§ **GIVEN DATA**:
+ + + +
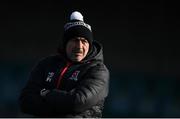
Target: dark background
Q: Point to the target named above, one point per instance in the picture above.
(141, 50)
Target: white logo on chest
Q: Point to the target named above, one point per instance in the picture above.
(74, 76)
(49, 77)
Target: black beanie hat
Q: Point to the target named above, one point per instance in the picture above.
(76, 27)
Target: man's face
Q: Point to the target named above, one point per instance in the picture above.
(77, 49)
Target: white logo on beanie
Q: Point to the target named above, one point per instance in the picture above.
(76, 16)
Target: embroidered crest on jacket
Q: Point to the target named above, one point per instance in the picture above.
(49, 77)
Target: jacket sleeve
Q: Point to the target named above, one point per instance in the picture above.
(91, 89)
(30, 100)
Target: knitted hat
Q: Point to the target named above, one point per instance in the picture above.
(76, 27)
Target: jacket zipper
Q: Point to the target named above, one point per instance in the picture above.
(63, 71)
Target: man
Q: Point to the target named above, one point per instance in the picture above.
(73, 83)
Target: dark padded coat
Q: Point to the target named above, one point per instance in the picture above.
(79, 92)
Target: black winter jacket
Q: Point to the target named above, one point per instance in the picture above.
(79, 92)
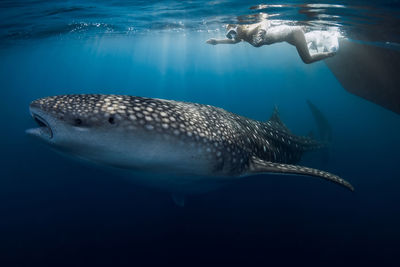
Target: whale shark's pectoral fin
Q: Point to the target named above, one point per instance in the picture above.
(258, 166)
(178, 199)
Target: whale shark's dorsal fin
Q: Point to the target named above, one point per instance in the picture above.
(277, 120)
(258, 166)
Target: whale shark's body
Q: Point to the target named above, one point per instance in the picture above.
(190, 143)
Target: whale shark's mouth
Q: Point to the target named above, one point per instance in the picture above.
(44, 127)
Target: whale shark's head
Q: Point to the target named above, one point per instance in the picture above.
(123, 131)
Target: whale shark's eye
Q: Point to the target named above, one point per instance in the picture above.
(78, 121)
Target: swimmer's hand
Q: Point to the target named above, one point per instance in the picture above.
(212, 41)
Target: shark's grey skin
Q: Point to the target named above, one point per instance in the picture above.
(191, 142)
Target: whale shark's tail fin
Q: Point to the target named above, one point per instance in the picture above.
(324, 128)
(259, 166)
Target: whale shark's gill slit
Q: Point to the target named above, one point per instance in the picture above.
(44, 126)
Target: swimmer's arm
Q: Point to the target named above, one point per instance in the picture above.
(222, 41)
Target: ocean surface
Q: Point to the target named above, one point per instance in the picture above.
(56, 211)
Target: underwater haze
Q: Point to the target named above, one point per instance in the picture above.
(60, 211)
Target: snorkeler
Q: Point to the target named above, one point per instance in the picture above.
(262, 33)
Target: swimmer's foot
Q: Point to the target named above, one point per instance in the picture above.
(211, 41)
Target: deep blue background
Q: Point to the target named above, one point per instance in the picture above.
(57, 212)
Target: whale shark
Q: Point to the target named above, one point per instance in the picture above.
(182, 147)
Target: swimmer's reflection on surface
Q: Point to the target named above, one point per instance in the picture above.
(263, 33)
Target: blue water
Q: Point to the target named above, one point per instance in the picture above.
(55, 211)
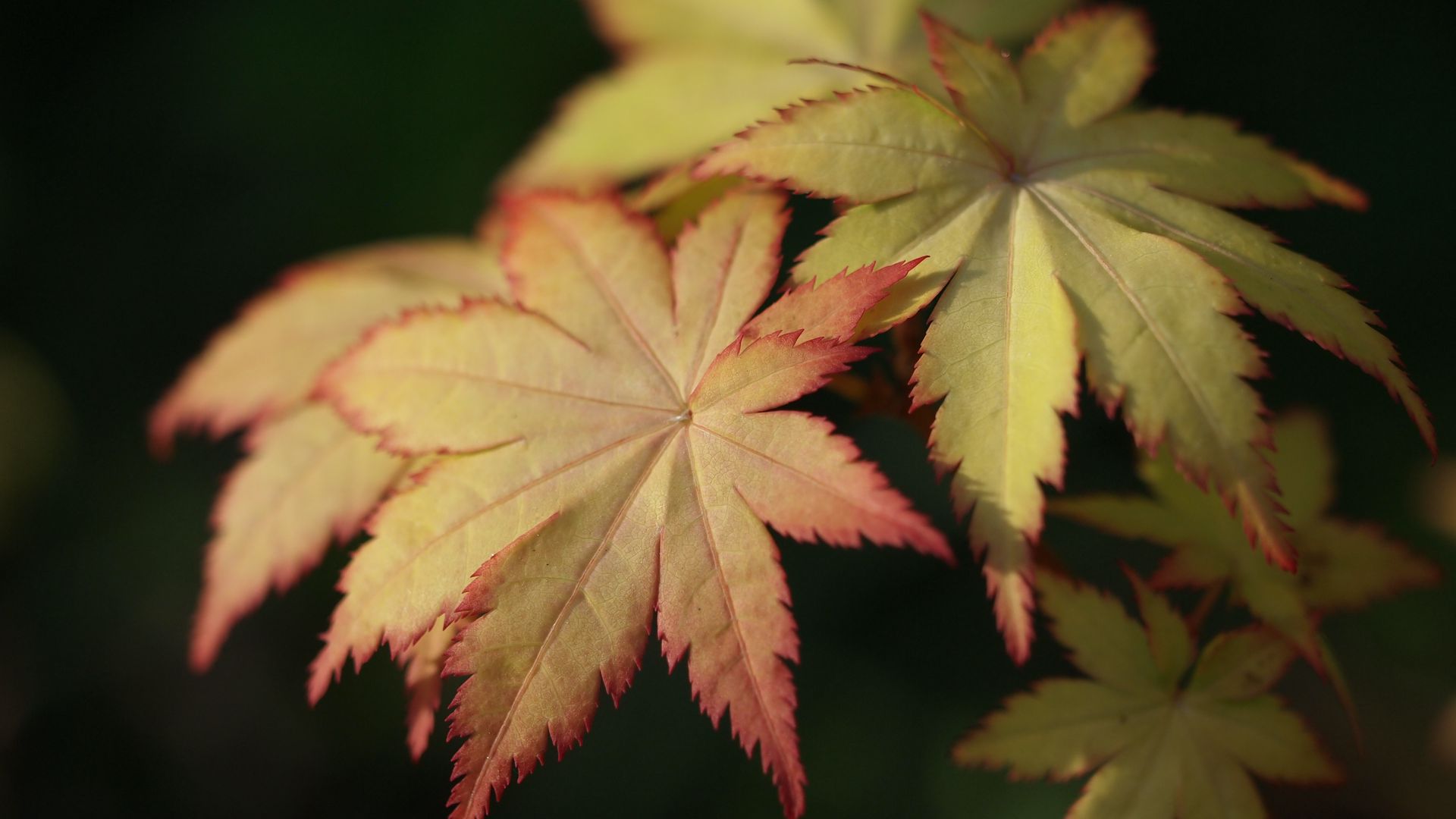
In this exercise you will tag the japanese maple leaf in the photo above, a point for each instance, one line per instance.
(1161, 746)
(1066, 229)
(693, 72)
(615, 455)
(308, 477)
(1343, 564)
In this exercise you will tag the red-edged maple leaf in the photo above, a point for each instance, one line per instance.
(617, 453)
(308, 477)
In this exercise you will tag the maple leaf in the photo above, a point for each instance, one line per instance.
(615, 452)
(308, 477)
(1343, 564)
(1161, 746)
(424, 676)
(1065, 229)
(693, 72)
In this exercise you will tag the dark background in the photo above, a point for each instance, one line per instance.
(159, 162)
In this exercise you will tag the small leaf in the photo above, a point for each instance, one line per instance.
(618, 455)
(1346, 566)
(1069, 231)
(1159, 751)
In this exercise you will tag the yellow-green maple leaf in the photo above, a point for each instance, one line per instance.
(1343, 564)
(693, 72)
(1161, 746)
(615, 455)
(1068, 231)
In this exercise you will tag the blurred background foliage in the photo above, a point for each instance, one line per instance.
(161, 161)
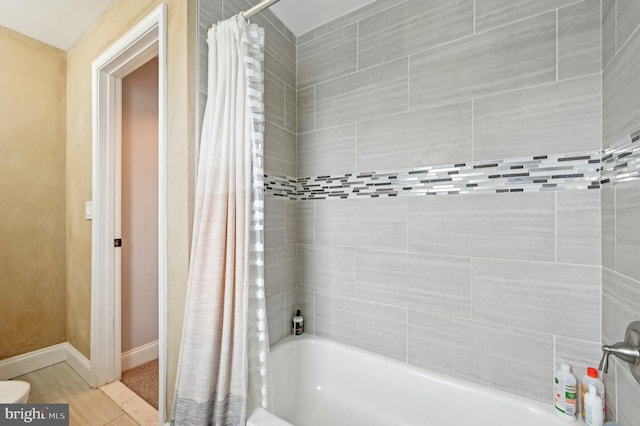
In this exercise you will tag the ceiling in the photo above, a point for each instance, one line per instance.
(61, 23)
(301, 16)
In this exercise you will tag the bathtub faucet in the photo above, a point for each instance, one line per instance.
(625, 351)
(628, 351)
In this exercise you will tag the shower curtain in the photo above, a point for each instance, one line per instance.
(224, 353)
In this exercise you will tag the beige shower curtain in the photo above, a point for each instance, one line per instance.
(224, 353)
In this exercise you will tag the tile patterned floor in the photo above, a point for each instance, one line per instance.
(89, 407)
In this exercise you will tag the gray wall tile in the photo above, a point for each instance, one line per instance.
(356, 15)
(516, 226)
(433, 283)
(538, 296)
(307, 304)
(628, 394)
(608, 227)
(482, 352)
(440, 135)
(290, 109)
(628, 18)
(306, 222)
(273, 99)
(552, 118)
(268, 14)
(578, 227)
(331, 270)
(620, 301)
(306, 116)
(579, 354)
(376, 91)
(273, 222)
(620, 93)
(327, 152)
(579, 40)
(279, 52)
(306, 37)
(608, 31)
(279, 151)
(275, 318)
(290, 222)
(494, 13)
(378, 328)
(279, 270)
(210, 12)
(381, 38)
(511, 57)
(233, 7)
(377, 223)
(328, 57)
(628, 229)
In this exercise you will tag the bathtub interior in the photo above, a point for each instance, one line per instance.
(320, 382)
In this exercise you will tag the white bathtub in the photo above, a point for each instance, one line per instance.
(318, 382)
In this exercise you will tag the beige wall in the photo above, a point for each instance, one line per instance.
(180, 122)
(32, 198)
(139, 252)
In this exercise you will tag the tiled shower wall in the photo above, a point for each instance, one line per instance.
(621, 203)
(280, 148)
(496, 288)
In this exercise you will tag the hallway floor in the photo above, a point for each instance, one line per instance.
(113, 404)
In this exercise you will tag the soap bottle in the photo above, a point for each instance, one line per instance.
(298, 323)
(594, 415)
(591, 378)
(565, 393)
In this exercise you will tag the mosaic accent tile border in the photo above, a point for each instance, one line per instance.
(621, 161)
(554, 172)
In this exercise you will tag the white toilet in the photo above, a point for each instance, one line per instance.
(14, 392)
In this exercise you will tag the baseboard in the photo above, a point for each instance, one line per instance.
(139, 355)
(32, 361)
(42, 358)
(79, 363)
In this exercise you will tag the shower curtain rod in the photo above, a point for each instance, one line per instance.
(258, 8)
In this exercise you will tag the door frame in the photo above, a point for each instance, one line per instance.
(147, 39)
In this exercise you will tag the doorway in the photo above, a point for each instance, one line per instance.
(139, 232)
(144, 42)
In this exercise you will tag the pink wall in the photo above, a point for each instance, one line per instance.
(140, 207)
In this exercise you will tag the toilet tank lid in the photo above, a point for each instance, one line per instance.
(13, 390)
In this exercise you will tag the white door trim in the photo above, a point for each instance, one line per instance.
(144, 41)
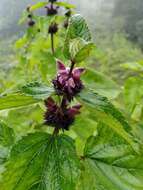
+ + + +
§ **ACTION ITEM**: A word-for-word copy is needed, starting at the first line of the listing and ending with the line bearing "Target: white logo on beanie". No pictures.

§ **ANSWER BOX**:
Target: dark background
Q: Point to the target named above, one point per instance in the picture above.
(141, 50)
Target: white logo on chest
Q: Point to the target named above, one point per instance in the picture above.
(74, 76)
(49, 77)
Target: black beanie hat
Q: Point to the target named above, one point per instance in the picture above.
(76, 27)
Target: man's face
Q: Point to the target named above, one point per instance in the picture above.
(77, 49)
Target: white logo on beanie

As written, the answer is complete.